* **PROBLEMA 1**
Segundo o texto sobre a escolha dos nomes dos filhos, quantas Marias foram registadas em Portugal no ano passado?
* **PROBLEMA 2**
Continue o texto sobre a escolha dos nomes dos filhos a partir da última frase apresentada.

* **TEXTO APRESENTADO**
*-*-*
Maria e João são campeões em Portugal. Mas há famílias que gostam de ser originais e, afinal, as regras do Instituto dos Registos até são surpreendentes.
Diana Leiria-Ralha admite que na altura de escolher o nome para os primeiros filhos não pensou muito. “Não pensámos muito nos primeiros nomes. Foram escolhidos como a maioria das pessoas os escolhe — recorrendo aos seus antepassados”, contou ao Observador. Mas, tudo mudou com o nascimento da terceira filha. Ai, Diana tomou uma decisão — decidiu que queria um nome especial.
Quando nasceu a primeira filha, Maria Carolina, Diana não se preocupou muito em encontrar um nome com um significado especial. O nome é o de uma bisavó, e agradou facilmente a toda a família. Com o segundo filho, António Lourenço, a escolha foi feita mais ou menos da mesma forma. António era o nome de um avô do marido João, e foi também no dia de Santo António (13 de junho) que soube o sexo do bebé.
Quando a Carolina entrou para a escola, havia várias Carolinas na turma. “Fiquei traumatizada”, confessou. Com tantas Carolinas numa turma só, as crianças eram chamadas pelo apelido. Era a única forma de as distinguir. “Cresci com um nome invulgar”, disse ao Observador. “Quando nasci, a princesa Diana ainda não tinha subido ao trono”. Muito antes da “moda” das Dianas, Diana só conheceu alguém com o mesmo nome quando tinha 25 anos. E gostou. Por isso, quando soube que estava grávida da terceira filha, soube que queria um nome diferente.
Só no ano passado, foram registadas 4.090 Marias em Portugal, segundo os dados do Instituto dos Registos e do Notariado.
A terceira filha, Aurora Margarida, nasceu na altura em que foi anunciada a intervenção da troika em Portugal. Diana descobriu que estava grávida no dia em que Vítor Gaspar, antigo ministro das Finanças, anunciou o aumento da Taxa Social Única (TSU). “Era tudo tão negro, tão sombrio, e toda a gente tinha imenso medo”, contou. “Aurora tem uma conotação tão positiva” Marca um começo, o nascer do dia, em que tudo é possível”. Simboliza, ao mesmo tempo, “todo o positivismo que uma nova aurora propícia”, explicou.
Não sabe muito bem como chegou ao nome Aurora, mas admite ter surgido durante uma conversa com um grupo de amigas. Já a filha mais velha, Carolina, faz questão de dizer que foi sugestão sua porque, afinal, “Aurora é o nome de uma das princesas da Disney”.
A escolha do nome para a quarta filha, Isaura Luzia, não foi fácil. A gravidez foi uma surpresa, “mas uma surpresa aterradora”. Com uma gravidez difícil e com a hipótese de uma quarta cesariana, Diana admitiu que entrou “em parafuso”. Foi talvez por isso que a escolha do nome foi tão complicada. “Até ao sétimo mês de gravidez não tínhamos nome”, contou. E também parecia não haver consenso entre os pais. “Sempre que eu gostava de um nome, ele não gostava, e sempre que ele gostava, não me agradava”, confessou. “Tornou-se um assunto tabu. Não falávamos sobre isso”, disse ao Observador. “Já não sabíamos o que responder quando nos perguntavam como se ia chamar o bebé, porque não sabíamos que nome pôr”.
*-*-*
* **MATERIAL RECOLHIDO**
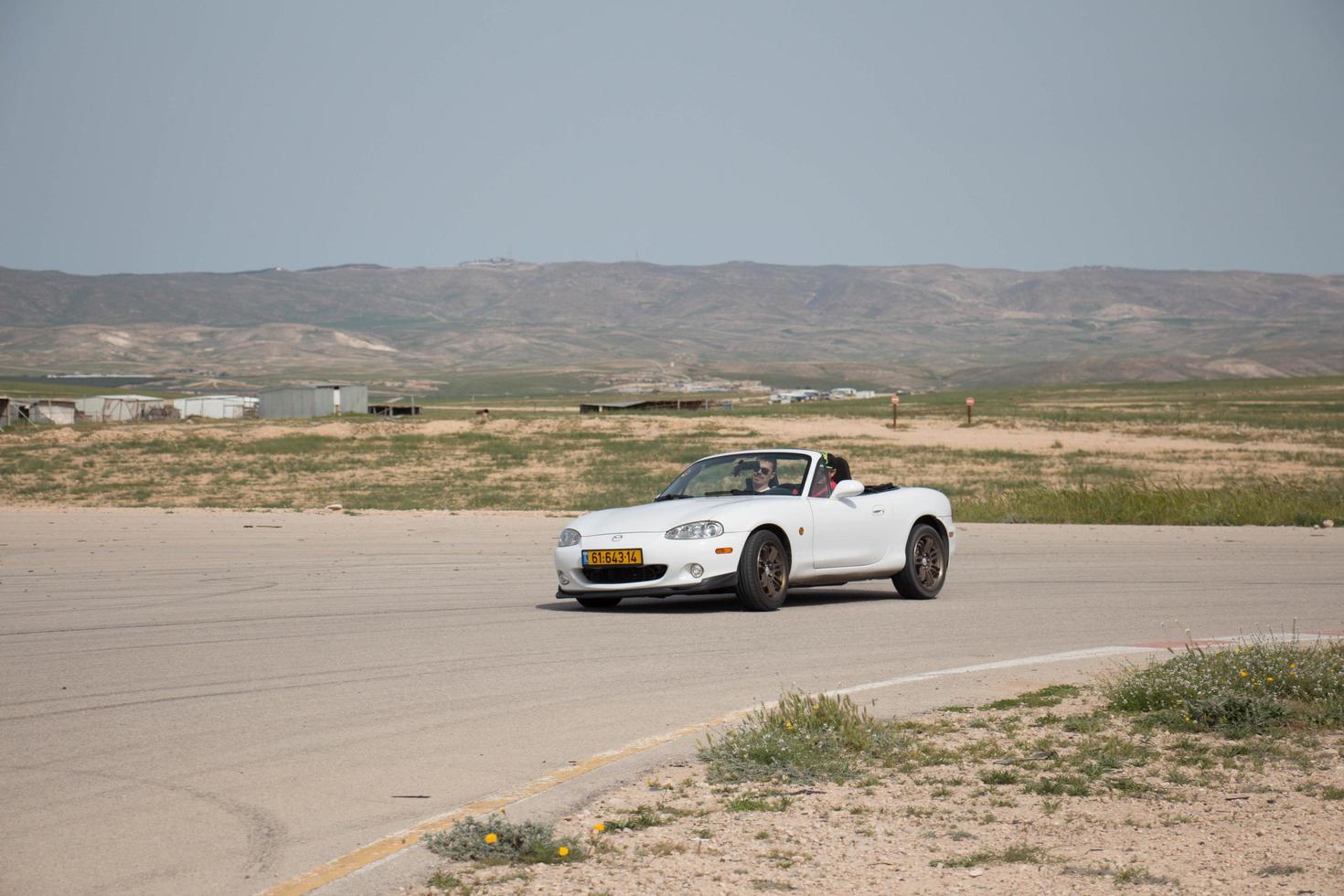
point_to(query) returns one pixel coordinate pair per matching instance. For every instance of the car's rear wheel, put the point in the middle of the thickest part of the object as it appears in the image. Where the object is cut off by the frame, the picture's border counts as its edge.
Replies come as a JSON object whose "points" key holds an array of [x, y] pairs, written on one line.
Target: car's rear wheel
{"points": [[598, 603], [926, 564], [763, 572]]}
*-*-*
* **RESPOSTA 1**
4.090.

* **RESPOSTA 2**
Fizeram polls no Facebook, viram listas, sites. “Pensámos demais nesta última filha”, acabou por confessar. Mas o nome acabou por aparecer, tão naturalmente como todos os outros. Foi na festa de anos do filho de uma amiga que “tivemos a epifania de Isaura”. O nome era de uma avó de Diana, mas quem o sugeriu foi o marido João. “Nem me passou pela cabeça que ele gostasse de Isaura!”, exclamou. Já o segundo nome, Luzia, “estava muito em cima da mesa”. O nascimento estava marcado para o dia Santa Luzia, uma santa “de que gostamos muito”. Mas houve outras questões tidas em conta. Isaura, a quarta filha, iria herdar “tudo o que foi dos irmãos”. “Se calhar pensámos mais” porque “queríamos um fator distintivo” — um nome forte, que fosse só dela.
"Um quarto filho herda tudo o que foi dos irmãos. Se calhar pensámos mais porque queríamos um fator distintivo, um nome forte, que fosse só dela".
Desidério Ortelá diz que a mãe sempre gostou de nomes invulgares. Foi ela que escolheu o nome dos seis filhos —Fabíola, Adérito, Fiona, Desidério, Vitorino e Brenda. Já o pai, nunca teve direito a dar a sua opinião. A mãe de Desidério nunca lhe deu hipótese de escolha porque, afinal, “era ela que carregava o filho durante nove meses”, explicou ao Observador. “Era ela que tinha o direito de escolher”.
Essa escolha foi feita de forma igual para todos os filhos. Durante a gravidez, passava tardes inteiras a pensar em nomes invulgares e, perto do nascimento, fazia uma lista com os que mais gostava. Depois, era só escolher um. As longas listas que elaborava, eram compostas por nomes diferentes, fora do comum. “Ela nunca quis dar nomes que fossem vulgares”, contou Desidério ao Observador. “Cada filho é único, e por isso os filhos tinham de ter um nome diferente”. Para Desidério, é uma espécie de “complexo maternal”. Para a mãe, ele e os irmãos “são diferentes dos filhos das outras pessoas” e por isso tinham de ter um nome só deles. Que mais ninguém tivesse.
A história de Cleópatra Mónica Gonçalves não é muito diferente da de Desidério. O pai, Hildebrando Otávio, sempre gostou de nomes diferentes e “que não fossem iguais aos de ninguém”. Foi isso que o fez escolher nomes fora do vulgar para os filhos. Sozinho, e sem direito a segundas opiniões.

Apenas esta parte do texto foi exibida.